● **Stated task**: Write out the data below verbatim, from the line with "Keypoint placement for each instance of the jean" to the line with "(729, 1299)", including both of those lines.

___ Listed records

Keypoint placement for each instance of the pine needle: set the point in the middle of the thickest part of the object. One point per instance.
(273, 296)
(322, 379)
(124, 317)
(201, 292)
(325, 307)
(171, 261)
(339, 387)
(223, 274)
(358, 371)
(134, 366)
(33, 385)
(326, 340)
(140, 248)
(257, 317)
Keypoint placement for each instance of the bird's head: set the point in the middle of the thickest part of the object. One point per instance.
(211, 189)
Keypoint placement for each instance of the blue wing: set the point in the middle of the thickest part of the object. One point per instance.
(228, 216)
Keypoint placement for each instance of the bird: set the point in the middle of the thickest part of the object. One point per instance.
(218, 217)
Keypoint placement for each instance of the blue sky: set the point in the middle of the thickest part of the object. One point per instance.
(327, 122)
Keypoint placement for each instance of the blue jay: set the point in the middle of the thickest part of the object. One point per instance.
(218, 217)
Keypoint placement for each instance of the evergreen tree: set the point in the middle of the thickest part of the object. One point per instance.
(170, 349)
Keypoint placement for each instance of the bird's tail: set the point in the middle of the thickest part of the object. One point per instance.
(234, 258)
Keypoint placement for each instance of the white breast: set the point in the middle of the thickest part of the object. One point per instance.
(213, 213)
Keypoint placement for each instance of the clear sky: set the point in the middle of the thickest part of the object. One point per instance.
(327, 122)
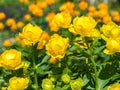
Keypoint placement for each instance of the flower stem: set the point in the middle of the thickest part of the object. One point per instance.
(96, 73)
(34, 68)
(35, 75)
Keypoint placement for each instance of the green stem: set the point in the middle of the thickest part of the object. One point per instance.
(96, 73)
(35, 75)
(34, 67)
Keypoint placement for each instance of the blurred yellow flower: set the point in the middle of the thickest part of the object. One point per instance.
(83, 5)
(7, 42)
(50, 16)
(112, 45)
(4, 88)
(20, 24)
(37, 11)
(57, 46)
(1, 26)
(23, 1)
(49, 2)
(42, 4)
(84, 26)
(18, 83)
(13, 27)
(114, 87)
(103, 6)
(63, 19)
(53, 26)
(27, 17)
(91, 9)
(67, 7)
(10, 21)
(31, 34)
(44, 38)
(11, 59)
(116, 16)
(2, 15)
(110, 30)
(107, 19)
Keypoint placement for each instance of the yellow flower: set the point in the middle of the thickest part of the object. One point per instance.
(20, 24)
(63, 19)
(30, 34)
(4, 88)
(103, 6)
(57, 46)
(27, 17)
(67, 7)
(10, 21)
(43, 40)
(112, 45)
(13, 27)
(23, 1)
(18, 83)
(114, 87)
(1, 26)
(42, 4)
(92, 9)
(107, 19)
(53, 26)
(2, 15)
(84, 26)
(49, 2)
(83, 5)
(7, 42)
(11, 59)
(50, 16)
(110, 30)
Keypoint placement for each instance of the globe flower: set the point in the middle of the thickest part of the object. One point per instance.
(107, 19)
(27, 17)
(10, 22)
(53, 26)
(23, 1)
(7, 43)
(18, 83)
(65, 78)
(112, 45)
(63, 19)
(49, 2)
(114, 87)
(83, 5)
(67, 7)
(110, 30)
(50, 16)
(11, 59)
(76, 84)
(85, 26)
(2, 15)
(1, 26)
(56, 46)
(4, 88)
(30, 34)
(47, 84)
(44, 38)
(20, 24)
(42, 4)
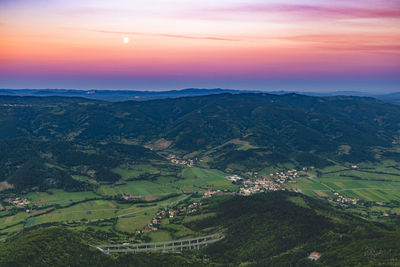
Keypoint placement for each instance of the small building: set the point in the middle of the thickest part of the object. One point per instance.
(314, 256)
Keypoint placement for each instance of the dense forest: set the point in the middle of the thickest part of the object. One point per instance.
(274, 229)
(235, 131)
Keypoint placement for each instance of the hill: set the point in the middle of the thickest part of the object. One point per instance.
(224, 131)
(275, 229)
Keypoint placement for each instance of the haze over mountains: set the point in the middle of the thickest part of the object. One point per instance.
(123, 95)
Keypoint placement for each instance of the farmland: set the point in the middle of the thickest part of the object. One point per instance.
(103, 204)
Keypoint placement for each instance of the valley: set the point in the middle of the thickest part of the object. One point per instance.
(117, 173)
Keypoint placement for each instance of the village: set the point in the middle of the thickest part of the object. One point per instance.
(260, 185)
(181, 210)
(173, 159)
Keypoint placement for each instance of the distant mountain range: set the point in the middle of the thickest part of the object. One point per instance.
(224, 131)
(124, 95)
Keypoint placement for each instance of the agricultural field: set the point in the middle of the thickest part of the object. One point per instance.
(206, 177)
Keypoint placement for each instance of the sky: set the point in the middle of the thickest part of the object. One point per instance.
(308, 45)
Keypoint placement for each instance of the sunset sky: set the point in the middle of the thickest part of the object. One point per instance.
(173, 44)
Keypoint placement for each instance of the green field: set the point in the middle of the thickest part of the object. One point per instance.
(368, 182)
(206, 177)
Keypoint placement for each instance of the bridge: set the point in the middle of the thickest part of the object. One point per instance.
(176, 245)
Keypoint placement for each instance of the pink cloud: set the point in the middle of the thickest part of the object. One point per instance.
(312, 11)
(213, 38)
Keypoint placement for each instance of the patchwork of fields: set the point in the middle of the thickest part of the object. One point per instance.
(366, 182)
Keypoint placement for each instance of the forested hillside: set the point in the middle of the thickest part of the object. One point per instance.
(275, 229)
(227, 131)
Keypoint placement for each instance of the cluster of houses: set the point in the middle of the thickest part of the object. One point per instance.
(18, 202)
(234, 178)
(285, 176)
(175, 160)
(344, 200)
(171, 213)
(129, 197)
(273, 183)
(258, 186)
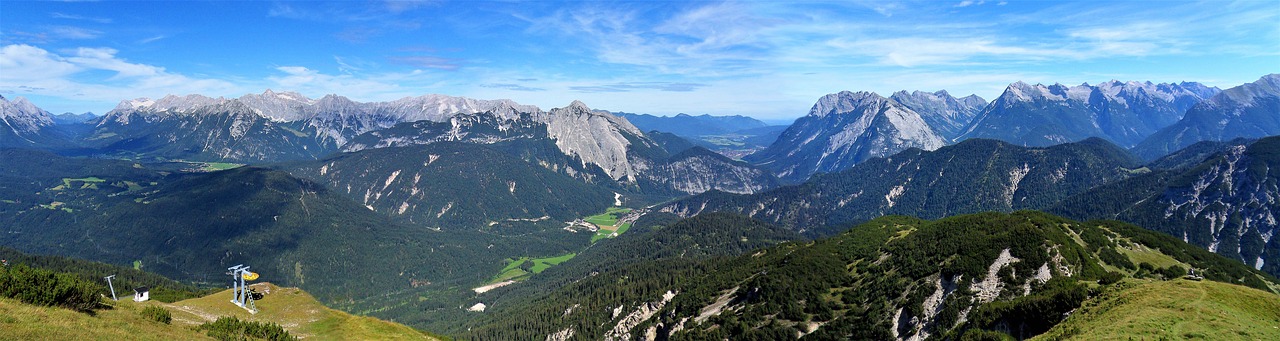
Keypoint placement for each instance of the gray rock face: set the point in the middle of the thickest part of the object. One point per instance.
(1247, 110)
(944, 113)
(595, 137)
(1123, 113)
(23, 124)
(22, 117)
(844, 130)
(594, 146)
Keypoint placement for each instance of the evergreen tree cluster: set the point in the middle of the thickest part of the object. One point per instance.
(231, 328)
(49, 289)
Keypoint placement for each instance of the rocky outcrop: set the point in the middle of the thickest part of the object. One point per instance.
(844, 130)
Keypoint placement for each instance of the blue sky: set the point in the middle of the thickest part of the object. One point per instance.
(767, 59)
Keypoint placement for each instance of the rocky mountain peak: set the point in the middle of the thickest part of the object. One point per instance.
(23, 116)
(845, 101)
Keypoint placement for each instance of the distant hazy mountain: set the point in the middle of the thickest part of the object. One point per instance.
(593, 146)
(23, 124)
(328, 122)
(71, 118)
(1226, 203)
(202, 128)
(968, 177)
(1121, 113)
(844, 130)
(1247, 110)
(693, 126)
(947, 116)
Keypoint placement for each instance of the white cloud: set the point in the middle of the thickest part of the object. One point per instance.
(72, 32)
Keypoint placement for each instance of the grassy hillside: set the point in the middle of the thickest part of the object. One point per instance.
(1174, 309)
(292, 308)
(21, 321)
(297, 312)
(986, 274)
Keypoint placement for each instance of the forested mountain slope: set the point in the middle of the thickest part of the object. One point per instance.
(968, 177)
(1226, 203)
(891, 278)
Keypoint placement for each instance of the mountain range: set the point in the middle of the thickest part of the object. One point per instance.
(904, 217)
(844, 130)
(1247, 110)
(968, 177)
(1123, 113)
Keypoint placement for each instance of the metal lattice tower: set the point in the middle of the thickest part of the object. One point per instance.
(113, 287)
(241, 291)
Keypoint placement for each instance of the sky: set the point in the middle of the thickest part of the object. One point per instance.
(764, 59)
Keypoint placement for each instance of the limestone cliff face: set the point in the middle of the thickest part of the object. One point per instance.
(598, 139)
(844, 130)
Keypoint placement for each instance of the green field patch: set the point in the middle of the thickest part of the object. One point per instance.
(1139, 254)
(542, 264)
(1173, 310)
(607, 222)
(521, 268)
(725, 140)
(132, 186)
(58, 205)
(215, 167)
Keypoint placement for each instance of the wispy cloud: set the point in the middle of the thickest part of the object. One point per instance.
(74, 17)
(72, 32)
(74, 74)
(428, 62)
(512, 87)
(634, 86)
(154, 39)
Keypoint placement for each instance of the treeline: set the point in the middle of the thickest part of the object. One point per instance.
(231, 328)
(49, 289)
(92, 272)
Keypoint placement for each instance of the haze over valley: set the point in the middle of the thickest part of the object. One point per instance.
(639, 171)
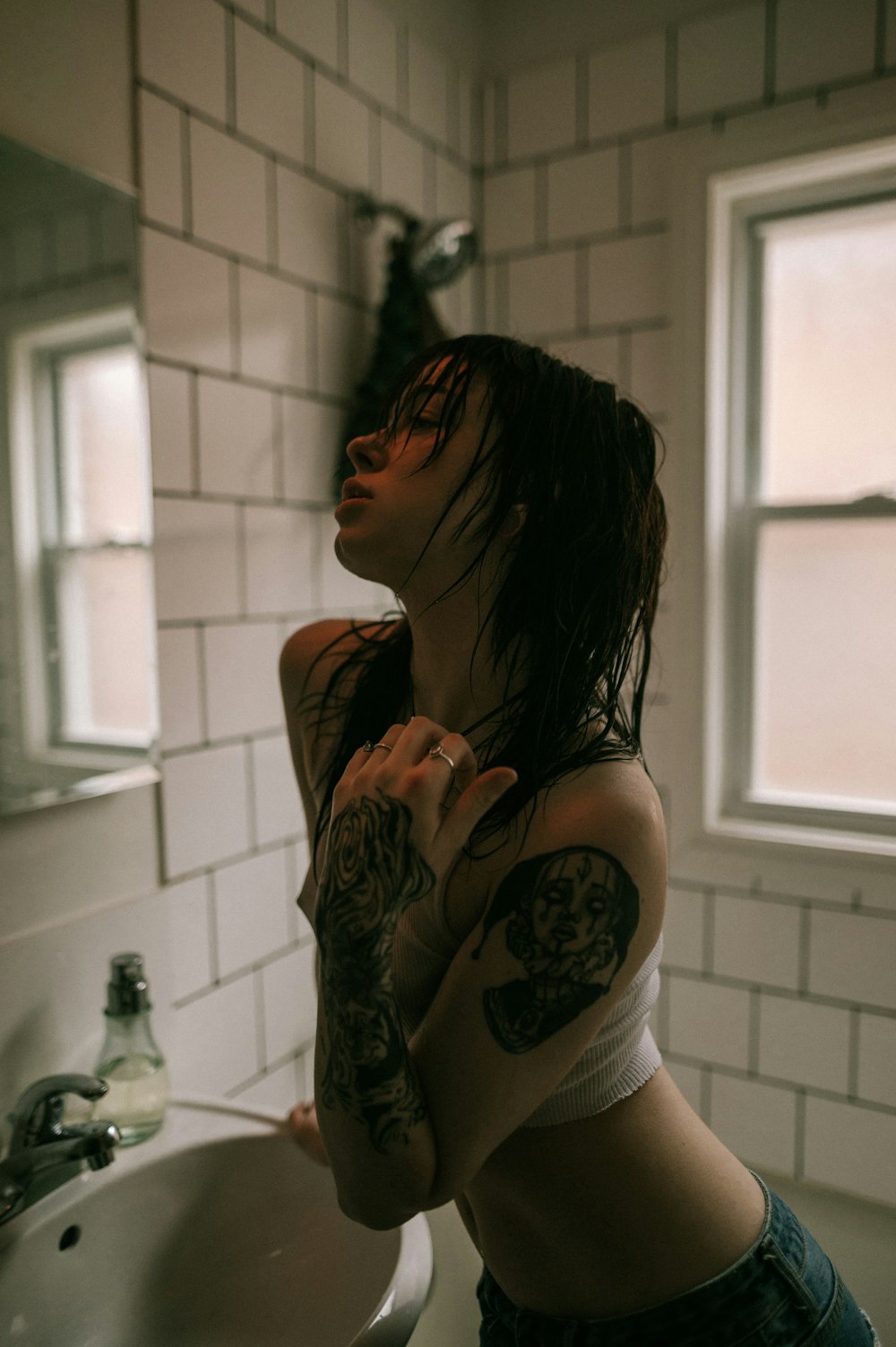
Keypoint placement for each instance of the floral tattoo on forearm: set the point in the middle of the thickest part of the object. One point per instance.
(570, 916)
(375, 872)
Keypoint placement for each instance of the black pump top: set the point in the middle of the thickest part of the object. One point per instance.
(128, 991)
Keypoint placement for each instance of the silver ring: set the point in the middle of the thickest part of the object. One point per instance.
(439, 752)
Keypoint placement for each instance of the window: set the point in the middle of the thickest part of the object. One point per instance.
(83, 559)
(800, 712)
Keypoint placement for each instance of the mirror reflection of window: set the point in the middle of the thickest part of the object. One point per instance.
(99, 594)
(78, 699)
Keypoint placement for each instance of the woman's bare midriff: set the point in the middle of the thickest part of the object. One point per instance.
(616, 1213)
(612, 1213)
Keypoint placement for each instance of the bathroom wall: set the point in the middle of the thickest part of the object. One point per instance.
(778, 1011)
(251, 125)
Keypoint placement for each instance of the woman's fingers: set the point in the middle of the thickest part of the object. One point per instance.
(302, 1122)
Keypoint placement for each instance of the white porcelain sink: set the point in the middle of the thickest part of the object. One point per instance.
(216, 1232)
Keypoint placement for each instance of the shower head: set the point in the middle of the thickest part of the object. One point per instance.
(442, 252)
(438, 252)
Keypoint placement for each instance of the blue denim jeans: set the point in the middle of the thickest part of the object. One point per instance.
(784, 1292)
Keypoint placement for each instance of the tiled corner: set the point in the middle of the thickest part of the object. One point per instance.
(540, 109)
(170, 427)
(508, 198)
(186, 300)
(179, 693)
(627, 86)
(270, 93)
(182, 48)
(401, 168)
(249, 911)
(195, 559)
(205, 808)
(187, 911)
(160, 168)
(721, 61)
(427, 88)
(240, 667)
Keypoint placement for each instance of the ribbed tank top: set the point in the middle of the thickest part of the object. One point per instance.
(618, 1060)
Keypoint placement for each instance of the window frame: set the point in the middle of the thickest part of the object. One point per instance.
(736, 203)
(32, 360)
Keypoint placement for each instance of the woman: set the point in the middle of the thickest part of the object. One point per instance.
(483, 1011)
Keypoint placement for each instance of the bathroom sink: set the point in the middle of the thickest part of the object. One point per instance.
(216, 1232)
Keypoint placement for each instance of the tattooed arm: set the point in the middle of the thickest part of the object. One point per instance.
(409, 1124)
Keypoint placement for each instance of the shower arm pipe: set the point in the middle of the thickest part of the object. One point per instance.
(366, 211)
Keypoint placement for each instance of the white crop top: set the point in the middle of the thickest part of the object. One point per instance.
(618, 1060)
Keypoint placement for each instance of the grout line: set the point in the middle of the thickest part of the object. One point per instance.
(202, 677)
(403, 70)
(229, 77)
(211, 919)
(581, 97)
(799, 1138)
(880, 37)
(671, 77)
(272, 209)
(852, 1058)
(193, 412)
(770, 65)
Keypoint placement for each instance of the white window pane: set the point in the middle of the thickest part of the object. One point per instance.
(103, 468)
(825, 661)
(829, 355)
(106, 643)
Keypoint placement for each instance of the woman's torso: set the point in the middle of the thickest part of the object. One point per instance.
(616, 1211)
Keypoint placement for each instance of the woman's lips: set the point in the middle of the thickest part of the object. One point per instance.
(350, 500)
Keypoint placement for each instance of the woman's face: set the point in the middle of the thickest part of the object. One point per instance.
(382, 538)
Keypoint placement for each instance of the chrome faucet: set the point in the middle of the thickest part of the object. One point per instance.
(42, 1149)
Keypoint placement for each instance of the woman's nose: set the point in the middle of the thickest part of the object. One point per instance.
(364, 450)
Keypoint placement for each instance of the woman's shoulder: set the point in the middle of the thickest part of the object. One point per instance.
(310, 655)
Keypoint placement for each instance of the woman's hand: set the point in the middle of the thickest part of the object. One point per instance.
(302, 1122)
(391, 803)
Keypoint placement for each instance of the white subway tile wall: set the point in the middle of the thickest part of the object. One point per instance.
(254, 128)
(778, 1005)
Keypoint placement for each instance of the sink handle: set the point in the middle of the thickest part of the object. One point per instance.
(37, 1117)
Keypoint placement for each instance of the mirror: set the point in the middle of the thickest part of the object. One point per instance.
(78, 704)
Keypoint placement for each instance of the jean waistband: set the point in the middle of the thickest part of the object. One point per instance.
(729, 1299)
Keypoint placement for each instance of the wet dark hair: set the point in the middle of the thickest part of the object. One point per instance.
(581, 585)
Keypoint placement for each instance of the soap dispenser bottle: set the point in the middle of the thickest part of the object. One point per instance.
(130, 1059)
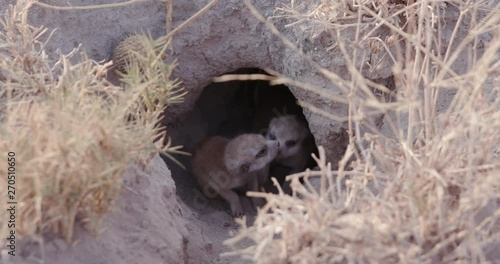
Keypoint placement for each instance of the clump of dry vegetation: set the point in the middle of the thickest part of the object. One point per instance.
(73, 132)
(428, 191)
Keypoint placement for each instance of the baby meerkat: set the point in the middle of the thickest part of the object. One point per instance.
(221, 165)
(295, 146)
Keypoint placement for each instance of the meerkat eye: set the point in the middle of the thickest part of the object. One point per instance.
(261, 153)
(291, 143)
(245, 167)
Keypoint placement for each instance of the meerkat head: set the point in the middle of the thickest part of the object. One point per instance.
(249, 152)
(290, 132)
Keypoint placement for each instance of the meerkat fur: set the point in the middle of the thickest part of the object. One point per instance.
(221, 165)
(294, 139)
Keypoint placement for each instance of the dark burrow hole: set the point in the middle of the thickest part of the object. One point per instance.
(229, 109)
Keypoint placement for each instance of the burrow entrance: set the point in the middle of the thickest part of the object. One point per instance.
(227, 109)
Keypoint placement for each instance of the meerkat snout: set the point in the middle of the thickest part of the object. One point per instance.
(290, 132)
(250, 153)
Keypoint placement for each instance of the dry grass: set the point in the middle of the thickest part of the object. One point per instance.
(72, 131)
(427, 193)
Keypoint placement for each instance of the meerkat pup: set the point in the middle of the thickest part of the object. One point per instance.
(294, 139)
(221, 165)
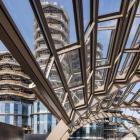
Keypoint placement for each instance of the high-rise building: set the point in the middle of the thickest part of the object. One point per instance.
(15, 96)
(58, 21)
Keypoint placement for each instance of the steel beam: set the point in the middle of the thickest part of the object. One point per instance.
(13, 40)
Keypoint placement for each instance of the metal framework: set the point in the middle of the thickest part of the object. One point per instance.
(119, 73)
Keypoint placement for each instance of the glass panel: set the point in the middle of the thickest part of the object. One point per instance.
(100, 79)
(125, 64)
(103, 38)
(136, 87)
(56, 82)
(133, 38)
(66, 65)
(105, 35)
(67, 107)
(60, 18)
(75, 69)
(109, 6)
(129, 97)
(78, 97)
(86, 13)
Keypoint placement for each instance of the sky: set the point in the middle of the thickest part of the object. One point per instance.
(21, 12)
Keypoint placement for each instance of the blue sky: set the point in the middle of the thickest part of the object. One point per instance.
(23, 16)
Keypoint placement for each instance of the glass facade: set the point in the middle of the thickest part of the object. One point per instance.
(42, 120)
(15, 113)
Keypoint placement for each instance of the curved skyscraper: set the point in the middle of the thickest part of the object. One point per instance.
(58, 21)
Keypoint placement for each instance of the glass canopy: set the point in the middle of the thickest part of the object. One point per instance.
(97, 67)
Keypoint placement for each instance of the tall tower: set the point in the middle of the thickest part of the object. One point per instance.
(58, 22)
(15, 96)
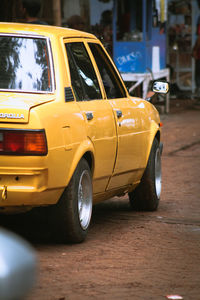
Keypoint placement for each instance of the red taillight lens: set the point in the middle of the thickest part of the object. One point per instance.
(23, 142)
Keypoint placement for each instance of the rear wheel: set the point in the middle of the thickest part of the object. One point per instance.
(74, 209)
(146, 196)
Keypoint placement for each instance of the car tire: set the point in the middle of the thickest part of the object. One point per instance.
(72, 214)
(146, 196)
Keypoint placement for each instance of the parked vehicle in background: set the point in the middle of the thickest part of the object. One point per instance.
(70, 133)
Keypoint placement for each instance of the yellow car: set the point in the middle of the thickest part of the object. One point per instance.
(70, 134)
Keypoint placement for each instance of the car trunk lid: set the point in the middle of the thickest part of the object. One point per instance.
(15, 107)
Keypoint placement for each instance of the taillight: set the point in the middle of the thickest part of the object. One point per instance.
(23, 142)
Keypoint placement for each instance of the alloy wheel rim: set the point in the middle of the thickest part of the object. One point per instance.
(158, 174)
(85, 199)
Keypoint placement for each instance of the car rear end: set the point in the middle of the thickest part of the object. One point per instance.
(26, 83)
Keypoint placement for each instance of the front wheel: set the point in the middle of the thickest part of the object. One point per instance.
(146, 196)
(74, 209)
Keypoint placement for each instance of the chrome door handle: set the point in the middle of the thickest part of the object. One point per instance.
(119, 113)
(89, 116)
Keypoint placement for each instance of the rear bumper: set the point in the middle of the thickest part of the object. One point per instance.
(26, 188)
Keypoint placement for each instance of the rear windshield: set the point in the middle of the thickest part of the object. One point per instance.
(24, 64)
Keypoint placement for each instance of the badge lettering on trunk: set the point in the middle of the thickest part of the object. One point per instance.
(11, 116)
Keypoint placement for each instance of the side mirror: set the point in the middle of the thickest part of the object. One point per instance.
(160, 87)
(17, 266)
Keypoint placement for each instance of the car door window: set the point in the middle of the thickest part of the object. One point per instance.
(113, 87)
(83, 77)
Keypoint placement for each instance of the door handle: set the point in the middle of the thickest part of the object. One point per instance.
(119, 113)
(89, 116)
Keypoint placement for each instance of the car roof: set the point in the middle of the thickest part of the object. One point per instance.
(42, 30)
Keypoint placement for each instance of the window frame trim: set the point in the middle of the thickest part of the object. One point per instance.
(95, 68)
(51, 64)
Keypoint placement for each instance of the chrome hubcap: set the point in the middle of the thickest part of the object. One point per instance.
(158, 175)
(85, 199)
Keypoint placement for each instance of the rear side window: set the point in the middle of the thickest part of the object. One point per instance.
(83, 76)
(112, 84)
(24, 64)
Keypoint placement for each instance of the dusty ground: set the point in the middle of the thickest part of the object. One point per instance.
(131, 255)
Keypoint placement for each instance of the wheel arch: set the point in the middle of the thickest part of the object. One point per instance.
(86, 151)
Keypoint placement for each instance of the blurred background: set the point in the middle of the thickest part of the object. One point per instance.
(148, 39)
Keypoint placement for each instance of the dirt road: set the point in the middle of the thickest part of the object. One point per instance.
(135, 255)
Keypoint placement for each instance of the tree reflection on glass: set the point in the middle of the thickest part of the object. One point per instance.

______

● **Exercise result**:
Keypoint placement for each instance of the jean waistband: set the point in the middle of the thickest part of the object. One point per instance.
(729, 1299)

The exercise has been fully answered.